That blast has been blamed on Chechen separatists.

Saturday, 28 November 2009

Russia train crash investigation examines bomb theory

The authorities in Russia are treating the crash of an express train in which at least 25 people were killed as a possible act of terrorism.
A crater has been found near the track, raising suspicions that a bomb may have been used to derail the train.
The prosecutor-general has opened a criminal case on terrorism charges, Russian news agencies report.
The train crashed in remote countryside as the train travelled between Moscow and St Petersburg.
Hundreds of rescuers and officials have been working throughout the night at the scene near the town of Bologoye in Tver region.
Some reports say that as many as 39 people have died.
The train was carrying more than 650 people. More than 90 are in hospital, some of them taken there by helicopter.
The chief of state-owned railroad firm Russian Railways, Vladimir Yakunin, said investigators believed Friday evening's crash was caused by an act of terrorism.
"To put it simply, a terrorist attack" was the main line of inquiry being pursued by experts investigating the derailment, Mr Yakunin said on state television from the scene.
Some passengers reported a loud bang occurring just before the derailment.
And Russian television channels have been broadcasting a recording of a mobile phone call from the train driver to the emergencies ministry. The driver says there has been an explosion under the train.
The train, known as the Nevsky Express, was travelling on one of the busiest rail routes in Russia, and Friday evening is peak travel time.
In 2007, a bomb on the same line derailed a train, injuring nearly 30 passengers.
Two men suspected of having links to Chechen rebels were accused of planting a bomb next to the track.

Monday, 31 August 2009

Russia 'kills al-Qaeda operative'

Russian forces have killed an al-Qaeda militant in the increasingly volatile North Caucasus region of Dagestan, officials say.
The Algerian national, known as "Doctor Mohammed", was killed when police stormed a house near Chechnya on Sunday night, an unidentified official said.
Correspondents say a violent Islamist insurgency is growing in the region.
The official announced the deaths in a televised address, dressed in combat gear with his back to the camera.
"A representative of an international terrorist organisation in the North Caucasus tasked to oversee terrorist acts in Dagestan was neutralised during a combat operation," he told Russia's Vesti-24 news channel.
A second militant was also killed as police raided the house in Khasavyurt, near the border with Chechnya, he added.
Violence has flared in the North Caucasus in recent months, with dozens of militants and members of the security forces being killed in Dagestan, neighbouring Chechnya and Ingushetia.
Russia says the insurgency is being funded by foreign-based extremist Islamist organisations.
Russian forces have fought two wars against Islamist separatists in the mainly Muslim republic of Chechnya since 1994. The conflicts claimed more than 100,000 lives and left much of Chechnya in ruins.

Thursday, 8 January 2009

CRIME Briefs - Russian senators vote to abolish juries for terrorist trials

MOSCOW (RIA Novosti) - The upper house of Russia's parliament approved a bill on Wednesday to abolish juries for terrorist trials and cases involving kidnapping, state treason, espionage, coup d'etats and other serious offenses.
Under the bill, the country's criminal code will be amended to require that trials of suspects charged with terrorism offenses will be heard by a panel of three judges.
The amendments will also tighten criminal responsibility for those charged with terrorist offenses.
Criminal offenses involving explosives aimed at causing damage to companies, transportation and communication networks or vital infrastructure with a view to disrupting Russia's economic security and defense capabilities will be punishable by 12 to 20 years in prison.
Defendants charged with premeditated murder could face 15 to 20 years in jail or life imprisonment against the current 12 to 20 years behind bars.
Similar prison terms are expected for terrorists who target nuclear energy facilities or use nuclear, radioactive, toxic or biochemical materials to maim or kill.

Dataset entries
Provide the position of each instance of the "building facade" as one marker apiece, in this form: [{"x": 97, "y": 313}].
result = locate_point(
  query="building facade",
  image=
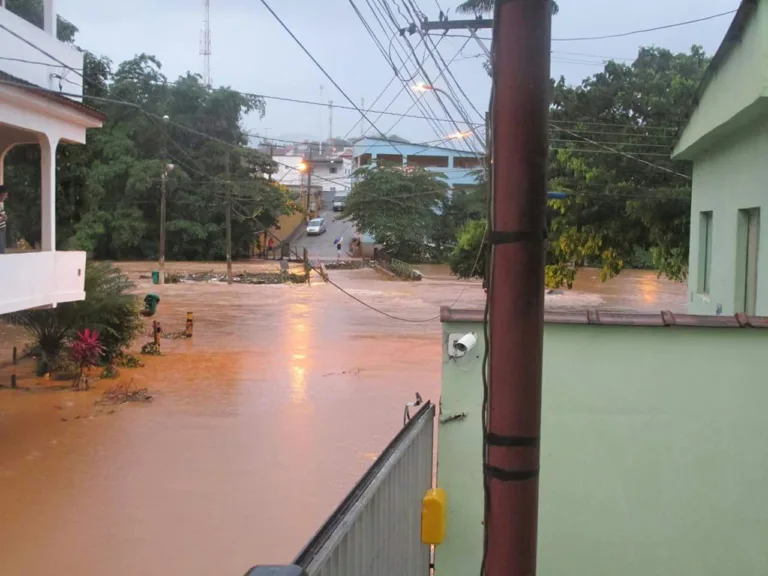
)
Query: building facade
[
  {"x": 31, "y": 112},
  {"x": 458, "y": 166},
  {"x": 726, "y": 137}
]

● **TASKS TO CARRY OUT**
1. In the news posts, how many people was the Nevsky Express carrying when it crashed?
2. Decide whether each statement agrees with the news posts, answering yes or no and quoting the words that settle it: (a) A crater was found near the track where the express train derailed. (b) The militant known as "Doctor Mohammed" was a Saudi national. (c) Under the bill approved by Russia's upper house, terrorism trials will be heard by a panel of three judges.

● **ANSWER LIST**
1. More than 650 people.

2.
(a) Yes: "A crater has been found near the track"
(b) No: "The Algerian national, known as "Doctor Mohammed""
(c) Yes: "will be heard by a panel of three judges"